EXCERPT PROVIDED:
========================================================================

- Two kinds: Self-predictive learning (e.g. autoencoders) and Contrastive learning (e.g. CLIP).
- Examples: Transformer-based LLMs like BERT and GPT, image synthesis models like variational autoencoders (VAEs) and GANs to computer vision models like SimCLR and Momentum Contrast (MoCo).
-
Reinforcement Learning: to train an autonomous agent to make optimal decisions and act in response to its environment, through trial-and-error.
- Addresses sequential decision-making problems in uncertain and dynamic environments.
- Literature widely formulate such relationships in terms of Markov decision processes (MDP) or POMDP.
- Basic design: An "Agent" interacts with an "Environment" by taking a series of "Actions", each affecting the "State". The agent receives a "Reward" for each Action, a feedback signal designed to guide the agent towards a desired goal or to enforce certain behavior.
- An algorithm (e.g. Q-learning) is used to positively reinforce action-sequences that maximize rewards.
- Exploration-exploitation trade-off: a parameter that controls the ratio of actions that "explores new/unknown states" or "exploits prior knowledge to maximize rewards".
- Components: Reward signals (pre-defined), Policy (learnt, agent behavior), Value function (optional, learnt, expected future rewards for a state or a state-action pair), and Model (optional, pre-trained, to model the environment).
- Consider factors: model complexity, interpretability, computational cost, robustness etc.
- Test for low bias: train to over-fit the model on a tiny set of data, to ensure the model is powerful enough.
- Cross-validation (wiki)
- Used to estimate model (or training) robustness, or how well it generalizes
- Perform multiple rounds of training and validation using different partitions of the same set of data
- Akaike information criterion (AIC, wiki)
- A relative score to compare different models on the same dataset.
- TODO
- Cost function: the function that we optimize during training
- Cost function = Loss function(s) + Regularization
- Loss function: the penalty for a prediction
- Regression models: L2 Loss, L1 Loss, Lp Loss, Cosine Similarity, Huber Loss, etc.
- Classification models: Cross-Entropy Loss, KL Divergence, Hinge Loss, etc.
- Sequence models: CTC Loss, etc.?
- Regularization: the penalty for model complexity, to keep the model simple.
- E.g., L1 Regularization (Lasso), L2 Regularization (Ridge), Dropout, etc.

========================================================================

DATA PROVIDED:
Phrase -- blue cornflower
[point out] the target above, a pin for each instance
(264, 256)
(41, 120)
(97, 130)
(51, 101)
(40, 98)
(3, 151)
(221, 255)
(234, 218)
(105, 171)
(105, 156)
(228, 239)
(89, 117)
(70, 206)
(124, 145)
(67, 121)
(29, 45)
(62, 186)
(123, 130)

========================================================================

USING THE INFORMATION:
1. In the machine learning notes, what two things make up the cost function?
2. Pick up the machine learning notes after their last line and continue them.

TASK-BY-TASK ANSWERS:
1. Loss function(s) plus regularization.

2.
- See extra notes.
- Regression models: Mean Squared Error (MSE), Mean Absolute Error (MAE), R-Squared, etc.
- Classification models: Accuracy, Precision, Recall, F1-score, ROC curve and AUC, etc.
- Language models: Perplexity, ROUGE score, BLEU score, etc.
- Clustering models: Internal Evaluation (Silhouette coefficient etc.), External Evaluation (Purity etc.)
- Bias:
- a type of error that occurs due to wrong assumptions about data such as assuming data is linear when in reality, data follows a complex function
- i.e. under-fitting even when there's enough data for proper training
- Variance:
- a type of error that gets introduced when the model is too sensitive to variations in training data
- i.e. over-fitting, resulting in an inability to generalize properly
- When training a model, the objective/cost function is the sum of loss function and regularization.
- The loss function penalizes the model for incorrect predictions (on the training set), thus encouraging reduction in bias.
- The regularization term is responsible for keeping the model simple, thus encouraging reduction in variance. (Also helps improve training stability.)
- Inductive bias (wiki)
- A set of assumptions the model uses to make predictions of unseen inputs (think: inter- and extra-polation)
- Also see Occam's razor: "The simplest (consistent) explanation is usually the best one."
- Confidence estimation
- Data and Concept drift
- Data drift: Input data seen in production has shifted from data used in training
- Concept drift: Mapping from input to expected output has changed (compared to training)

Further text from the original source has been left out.